SCHRIFTLICHE AUFGABE – Entnimm den folgenden Einträgen sämtliche Zeilen und gib sie wortgetreu wieder.

(Auszüge aus Zeigedaten)
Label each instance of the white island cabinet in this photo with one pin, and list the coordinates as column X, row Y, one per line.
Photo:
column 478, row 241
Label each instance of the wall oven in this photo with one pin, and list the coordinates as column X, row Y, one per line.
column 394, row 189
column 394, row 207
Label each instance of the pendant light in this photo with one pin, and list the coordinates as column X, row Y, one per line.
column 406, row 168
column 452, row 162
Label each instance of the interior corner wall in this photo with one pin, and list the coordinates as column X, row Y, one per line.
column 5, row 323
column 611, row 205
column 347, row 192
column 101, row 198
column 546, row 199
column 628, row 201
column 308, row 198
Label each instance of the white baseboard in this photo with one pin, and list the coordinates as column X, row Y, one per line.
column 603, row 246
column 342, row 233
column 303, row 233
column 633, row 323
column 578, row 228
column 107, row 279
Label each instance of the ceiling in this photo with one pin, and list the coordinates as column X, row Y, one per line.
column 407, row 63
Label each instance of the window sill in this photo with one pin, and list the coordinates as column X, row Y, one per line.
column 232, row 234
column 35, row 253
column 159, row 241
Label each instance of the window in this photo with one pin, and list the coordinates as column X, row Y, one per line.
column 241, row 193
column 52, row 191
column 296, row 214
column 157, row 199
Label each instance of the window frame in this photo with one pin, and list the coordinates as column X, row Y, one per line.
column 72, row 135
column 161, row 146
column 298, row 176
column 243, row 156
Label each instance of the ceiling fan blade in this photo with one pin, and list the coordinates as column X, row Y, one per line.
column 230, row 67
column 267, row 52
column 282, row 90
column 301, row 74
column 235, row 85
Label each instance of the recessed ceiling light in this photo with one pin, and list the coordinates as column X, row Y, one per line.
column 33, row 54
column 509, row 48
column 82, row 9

LÖSUNG ZUR AUFGABE –
Label each instance of the white island cabinet in this photo with one pin, and list the coordinates as column X, row Y, one per line.
Photo:
column 478, row 241
Label each instance of the wall oven in this photo with one pin, and list the coordinates as column X, row Y, one per line.
column 394, row 189
column 394, row 207
Label each instance of the pendant light in this photo with one pin, and list the coordinates as column X, row Y, one per line.
column 406, row 168
column 452, row 162
Label each instance of the interior corner wall in this photo with one pin, and list the coordinates as column X, row Y, one per line.
column 5, row 323
column 611, row 205
column 347, row 192
column 101, row 198
column 546, row 199
column 628, row 201
column 308, row 198
Label each instance of the white baseboard in this photo with one pin, and list the coordinates as column X, row Y, one per line.
column 603, row 246
column 342, row 233
column 303, row 233
column 633, row 323
column 578, row 228
column 107, row 279
Label each instance of the ceiling in this photo with one pin, and list the coordinates as column X, row Y, one per line.
column 407, row 63
Label each instance of the window sill in this photo with one pin, and list the coordinates as column X, row Y, one per line.
column 232, row 234
column 35, row 253
column 159, row 241
Label each instance of the window in this photo with one pin, and list the coordinates as column X, row Y, one per line.
column 241, row 193
column 52, row 191
column 296, row 214
column 157, row 199
Label each instance of the window frame in this photo with one pin, and list the coordinates as column X, row Y, one per line.
column 72, row 135
column 161, row 146
column 298, row 176
column 243, row 156
Label each instance of the ceiling fan blade in this photo with one pin, and list the coordinates as column X, row Y, one per line.
column 230, row 67
column 267, row 52
column 282, row 90
column 301, row 74
column 235, row 85
Label each instance of the recessed ceiling light in this photo with one pin, and list the coordinates as column X, row Y, one per line.
column 33, row 54
column 509, row 48
column 82, row 9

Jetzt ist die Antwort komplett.